_GIVEN INSTRUCTION 1:_ Summarize the excerpt on selecting audio processing algorithms in two sentences.

Accordingly, when a target index determined by target index determination module 623 would indicate a smaller value in dimensions 502, 504, and/or a larger value in dimension 503, audio processing algorithm selection module 625 can be configured to select third NN 821, 835 or second NN 821, 833 in place of first NN 821, 831, and/or third NN 821, 835 in place of second NN 821, 833. Conversely, when a target index determined by target index determination module 623 would indicate a larger value in dimensions 502, 504, and/or a smaller value in dimension 503, audio processing algorithm selection module 625 can be configured to select first NN 821, 831 or second NN 821, 833 in place of third NN 821, 835, and/or first NN 821, 831 in place of second NN 821, 833.


As another example, when a target index determined by target index determination module 623 would indicate a smaller value in all dimensions 502-504, audio processing algorithm selection module 625 can be configured to determine a preference between dimensions 502-504. E.g., when resources available in hearing device 110, 120, 210 are rather sparse, which may be indicated by the information acquired by hearing device management module 614, and/or when the user has a distaste against adverse effects produced by the processing, which may be indicated by the user command provided by user interface 616, dimension 502, 504 may be associated with a larger priority as compared to dimension 503. Accordingly, audio processing algorithm selection module 625 can then be configured to select first NN 821, 831 or second NN 821, 833 in place of third NN 821, 835, and/or first NN 821, 831 in place of second NN 821, 833.


As another example, processing algorithm selection module 625 can be configured to select one or more audio processing algorithms associated with a performance index having a best match with the target index in at least one of dimensions 502-504. E.g., when all available audio processing algorithms 821, 831-834 would be associated with a performance index which is rather far off the target index in at least one of dimensions 502-504, the remaining dimensions 502-504 may be associated with a larger priority. Accordingly, audio processing algorithm selection module 625 can then be configured to select the best matching NN 821, 831, 833, 835 in the remaining dimensions 502-504.


As a further example, processing algorithm selection module 625 can be configured to select one or more audio processing algorithms associated with a performance index closest to the target index in at least one of dimensions 502-504 in which the performance index of all available audio processing algorithms is most distant from the target index. Accordingly, audio processing algorithm selection module 625 can then be configured to select the NN 821, 831, 833, 835 closest to the target index in dimension 502-504 most distant from the performance index of all available NNs 821, 831, 833, 835.


In some implementations, NNs 821, 831, 833, 835 can be configured as a noise cancelling (NC) algorithm. E.g., NNs 821, 831, 833, 835 may be implemented as DNN denoising algorithm 742, which may be included in set 634 of audio processing algorithms 741-743, 751, 752, 771-776. E.g., an audio processing algorithm as disclosed in European application number EP 23164336.2 may be implemented in such a way. In some implementations, NNs 821, 831, 833, 835 can be configured as an acoustic object separation (AOS) algorithm. E.g., NNs 821, 831, 833, 835 may be implemented as DNN separation algorithm 741, which may be included in set 634 of audio processing algorithms 741-743, 751, 752, 771-776. E.g., an audio processing algorithm as disclosed in international patent application Nos. PCT/EP 2020/051 734 and PCT/EP 2020/051 735 may be implemented in such a way.

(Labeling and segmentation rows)

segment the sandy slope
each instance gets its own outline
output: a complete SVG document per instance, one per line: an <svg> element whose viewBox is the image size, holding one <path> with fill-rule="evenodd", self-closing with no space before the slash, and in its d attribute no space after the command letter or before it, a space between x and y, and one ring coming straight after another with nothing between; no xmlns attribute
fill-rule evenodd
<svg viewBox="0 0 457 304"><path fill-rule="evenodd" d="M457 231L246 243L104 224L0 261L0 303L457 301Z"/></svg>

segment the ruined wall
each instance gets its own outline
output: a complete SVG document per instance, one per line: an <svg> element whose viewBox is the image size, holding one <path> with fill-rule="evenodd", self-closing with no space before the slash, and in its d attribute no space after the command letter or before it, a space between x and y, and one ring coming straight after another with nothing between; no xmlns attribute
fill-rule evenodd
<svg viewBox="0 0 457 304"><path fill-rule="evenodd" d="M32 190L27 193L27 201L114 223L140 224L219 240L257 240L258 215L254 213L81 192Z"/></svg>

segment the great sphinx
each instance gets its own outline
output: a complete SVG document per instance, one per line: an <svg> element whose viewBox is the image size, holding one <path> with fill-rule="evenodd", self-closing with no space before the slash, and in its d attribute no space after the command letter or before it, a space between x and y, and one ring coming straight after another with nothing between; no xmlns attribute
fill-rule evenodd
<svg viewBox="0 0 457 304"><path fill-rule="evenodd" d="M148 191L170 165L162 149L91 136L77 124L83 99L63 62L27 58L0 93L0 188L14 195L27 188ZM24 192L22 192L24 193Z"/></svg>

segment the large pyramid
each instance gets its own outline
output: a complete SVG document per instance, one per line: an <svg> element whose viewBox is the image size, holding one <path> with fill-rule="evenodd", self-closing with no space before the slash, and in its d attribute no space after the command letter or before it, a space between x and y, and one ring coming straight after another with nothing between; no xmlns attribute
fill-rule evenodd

---

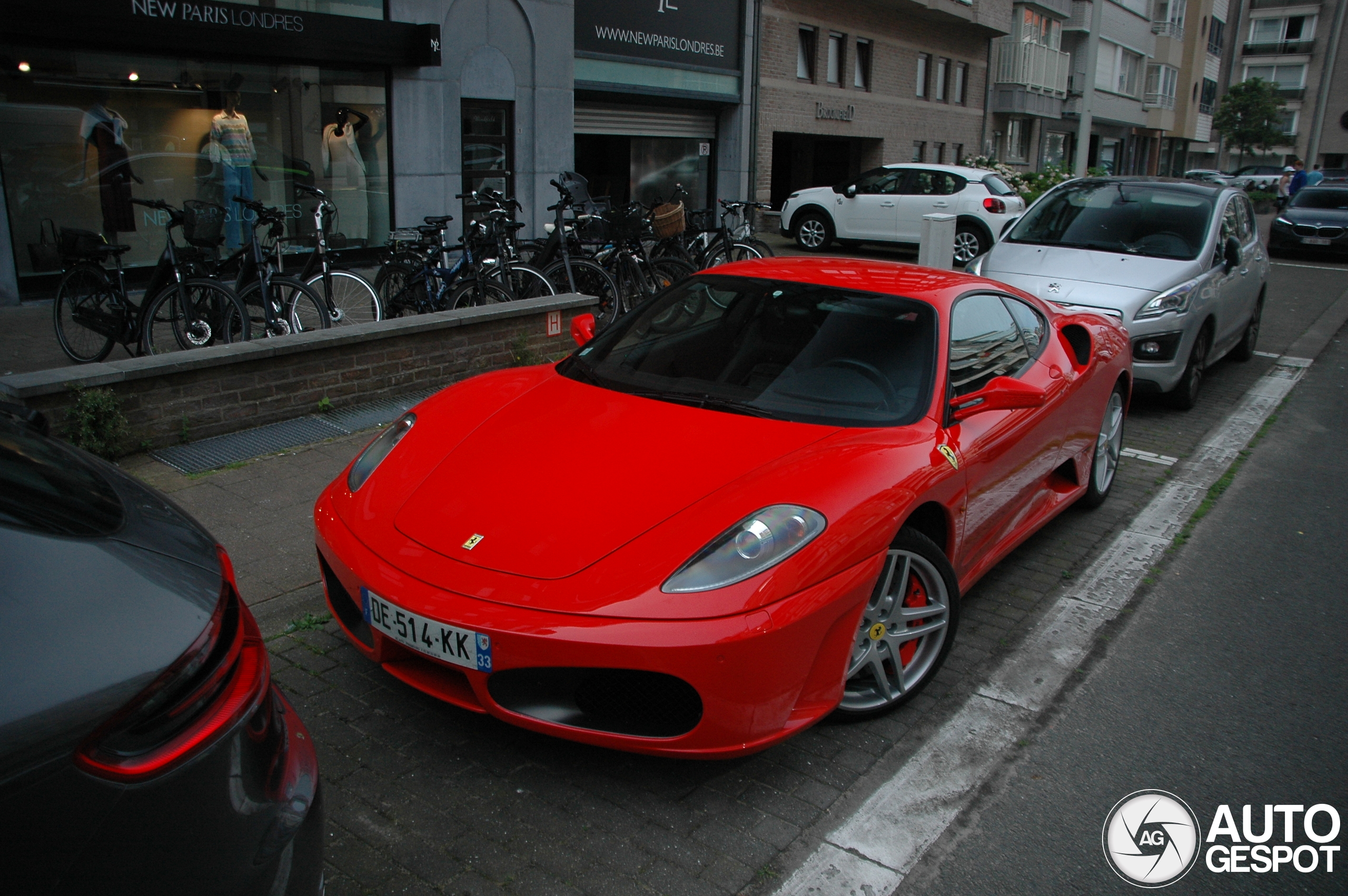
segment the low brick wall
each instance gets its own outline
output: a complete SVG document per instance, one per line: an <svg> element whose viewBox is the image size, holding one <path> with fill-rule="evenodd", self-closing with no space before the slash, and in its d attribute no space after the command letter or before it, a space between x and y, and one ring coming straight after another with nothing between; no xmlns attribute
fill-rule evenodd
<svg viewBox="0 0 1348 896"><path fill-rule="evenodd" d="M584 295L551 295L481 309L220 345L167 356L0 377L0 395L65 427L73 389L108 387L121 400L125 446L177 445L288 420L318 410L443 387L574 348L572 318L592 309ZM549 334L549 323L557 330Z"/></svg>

==

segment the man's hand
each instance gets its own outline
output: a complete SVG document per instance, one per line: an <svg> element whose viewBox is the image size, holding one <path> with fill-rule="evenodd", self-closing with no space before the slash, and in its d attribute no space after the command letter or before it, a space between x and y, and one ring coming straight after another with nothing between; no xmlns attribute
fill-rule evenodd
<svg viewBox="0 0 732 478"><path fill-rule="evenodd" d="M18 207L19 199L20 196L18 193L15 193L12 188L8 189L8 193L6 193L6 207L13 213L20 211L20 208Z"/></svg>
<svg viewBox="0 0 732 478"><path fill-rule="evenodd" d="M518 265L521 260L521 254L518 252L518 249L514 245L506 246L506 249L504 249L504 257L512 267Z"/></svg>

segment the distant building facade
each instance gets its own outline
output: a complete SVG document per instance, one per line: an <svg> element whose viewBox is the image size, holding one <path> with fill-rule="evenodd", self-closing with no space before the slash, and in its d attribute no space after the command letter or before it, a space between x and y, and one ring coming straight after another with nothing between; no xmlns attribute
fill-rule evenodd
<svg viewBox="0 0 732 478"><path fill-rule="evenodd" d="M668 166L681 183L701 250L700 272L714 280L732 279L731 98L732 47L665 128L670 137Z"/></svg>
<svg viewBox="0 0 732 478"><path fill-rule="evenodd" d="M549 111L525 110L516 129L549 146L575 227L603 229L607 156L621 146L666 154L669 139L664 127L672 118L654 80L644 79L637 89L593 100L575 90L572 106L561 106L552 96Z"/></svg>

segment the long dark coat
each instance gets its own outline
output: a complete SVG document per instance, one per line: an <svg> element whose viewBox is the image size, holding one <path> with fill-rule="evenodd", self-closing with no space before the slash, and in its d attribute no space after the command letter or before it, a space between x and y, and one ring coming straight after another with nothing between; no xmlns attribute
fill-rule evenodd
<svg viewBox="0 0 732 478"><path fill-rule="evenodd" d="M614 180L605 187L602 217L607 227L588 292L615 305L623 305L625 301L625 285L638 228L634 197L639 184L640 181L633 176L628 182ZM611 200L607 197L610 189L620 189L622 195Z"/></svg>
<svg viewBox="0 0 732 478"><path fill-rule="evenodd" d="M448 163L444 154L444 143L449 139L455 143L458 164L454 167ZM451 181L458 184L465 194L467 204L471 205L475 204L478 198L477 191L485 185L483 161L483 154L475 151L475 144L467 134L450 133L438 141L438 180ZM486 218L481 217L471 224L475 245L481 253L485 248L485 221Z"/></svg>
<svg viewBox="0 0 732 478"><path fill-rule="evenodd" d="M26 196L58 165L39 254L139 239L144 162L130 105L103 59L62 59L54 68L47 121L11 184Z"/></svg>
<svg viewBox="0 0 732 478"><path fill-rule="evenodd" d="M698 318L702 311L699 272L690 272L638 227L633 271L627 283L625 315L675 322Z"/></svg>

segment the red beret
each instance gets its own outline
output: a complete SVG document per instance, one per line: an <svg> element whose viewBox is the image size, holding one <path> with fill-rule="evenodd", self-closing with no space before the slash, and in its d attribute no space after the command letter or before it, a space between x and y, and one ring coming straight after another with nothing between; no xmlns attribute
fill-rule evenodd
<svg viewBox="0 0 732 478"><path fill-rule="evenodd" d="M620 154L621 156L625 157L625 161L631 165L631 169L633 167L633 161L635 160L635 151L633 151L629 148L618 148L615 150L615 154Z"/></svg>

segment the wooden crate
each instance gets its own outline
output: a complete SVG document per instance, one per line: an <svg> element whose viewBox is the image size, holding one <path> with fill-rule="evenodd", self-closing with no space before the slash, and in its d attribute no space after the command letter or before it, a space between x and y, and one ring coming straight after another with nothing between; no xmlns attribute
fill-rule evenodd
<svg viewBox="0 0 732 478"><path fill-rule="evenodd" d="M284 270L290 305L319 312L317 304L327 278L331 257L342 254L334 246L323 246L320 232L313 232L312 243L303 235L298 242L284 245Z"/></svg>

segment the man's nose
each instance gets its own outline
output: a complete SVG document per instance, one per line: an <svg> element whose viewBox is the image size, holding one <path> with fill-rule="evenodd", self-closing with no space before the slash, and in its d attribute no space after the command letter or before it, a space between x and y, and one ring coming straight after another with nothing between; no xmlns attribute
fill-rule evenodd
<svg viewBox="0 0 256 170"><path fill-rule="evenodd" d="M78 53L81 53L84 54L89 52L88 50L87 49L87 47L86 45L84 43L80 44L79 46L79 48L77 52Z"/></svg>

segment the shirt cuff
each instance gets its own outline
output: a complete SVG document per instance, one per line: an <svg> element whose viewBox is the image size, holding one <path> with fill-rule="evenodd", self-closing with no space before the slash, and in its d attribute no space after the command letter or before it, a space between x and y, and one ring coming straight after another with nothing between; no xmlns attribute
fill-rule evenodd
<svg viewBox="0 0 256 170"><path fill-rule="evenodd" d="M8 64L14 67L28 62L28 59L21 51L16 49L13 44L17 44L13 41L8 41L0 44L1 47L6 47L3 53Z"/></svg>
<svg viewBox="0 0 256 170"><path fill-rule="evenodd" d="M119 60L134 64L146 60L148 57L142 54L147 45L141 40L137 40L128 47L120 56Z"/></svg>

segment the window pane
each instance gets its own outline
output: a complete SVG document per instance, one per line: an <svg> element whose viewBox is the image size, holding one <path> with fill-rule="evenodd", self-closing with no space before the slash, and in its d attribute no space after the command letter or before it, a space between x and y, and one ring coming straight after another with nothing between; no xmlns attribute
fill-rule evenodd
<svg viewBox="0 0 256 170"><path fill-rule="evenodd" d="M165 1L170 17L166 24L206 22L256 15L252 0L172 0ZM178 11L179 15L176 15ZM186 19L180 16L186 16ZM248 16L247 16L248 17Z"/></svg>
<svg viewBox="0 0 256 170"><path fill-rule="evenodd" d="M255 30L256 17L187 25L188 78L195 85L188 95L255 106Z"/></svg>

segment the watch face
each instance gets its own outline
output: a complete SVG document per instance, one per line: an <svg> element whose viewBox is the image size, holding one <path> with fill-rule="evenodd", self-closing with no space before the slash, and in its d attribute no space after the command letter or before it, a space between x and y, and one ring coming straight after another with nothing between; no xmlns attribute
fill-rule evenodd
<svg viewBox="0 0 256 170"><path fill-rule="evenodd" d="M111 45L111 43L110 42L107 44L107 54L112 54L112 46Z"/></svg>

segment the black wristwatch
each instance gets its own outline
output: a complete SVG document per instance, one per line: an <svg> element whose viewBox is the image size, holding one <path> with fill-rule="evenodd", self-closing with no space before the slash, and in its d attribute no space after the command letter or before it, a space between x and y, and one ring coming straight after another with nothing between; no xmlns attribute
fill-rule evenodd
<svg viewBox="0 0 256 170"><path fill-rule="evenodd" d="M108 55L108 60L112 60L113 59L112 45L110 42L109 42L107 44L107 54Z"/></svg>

_GIVEN INSTRUCTION 2:_ In the rows, rename "outline" to "contour" and write out only the lines from the one containing "segment the red beret" through the one containing "270L290 305L319 312L317".

_TASK RESPONSE 1:_ The audio processing algorithm selection module can choose among the first, second and third NNs depending on whether the target index indicates smaller or larger values in dimensions 502-504, and it may weigh those dimensions by priority or pick the algorithm whose performance index best matches or is closest to the target index. The NNs can be configured as a noise cancelling algorithm or as an acoustic object separation algorithm.

_TASK RESPONSE 2:_
segment the red beret
each instance gets its own contour
output: a complete SVG document per instance, one per line: an <svg> element whose viewBox is the image size, holding one <path> with fill-rule="evenodd", self-closing with no space before the slash, and in its d attribute no space after the command letter or before it, a space between x and y, and one ring coming straight after another with nothing between; no xmlns attribute
fill-rule evenodd
<svg viewBox="0 0 732 478"><path fill-rule="evenodd" d="M620 154L621 156L625 157L625 161L631 165L631 169L633 167L633 161L635 160L635 151L633 151L629 148L618 148L615 150L615 154Z"/></svg>

segment the wooden crate
each instance gets its own contour
output: a complete SVG document per instance, one per line: an <svg> element whose viewBox is the image size, holding one <path> with fill-rule="evenodd", self-closing with no space before the slash, and in its d attribute no space after the command letter or before it, a space between x and y, and one ring coming straight after another with nothing between; no xmlns attribute
fill-rule evenodd
<svg viewBox="0 0 732 478"><path fill-rule="evenodd" d="M284 270L290 305L319 312L317 304L327 278L331 257L342 254L334 246L323 246L320 232L313 232L312 243L303 235L298 242L284 245Z"/></svg>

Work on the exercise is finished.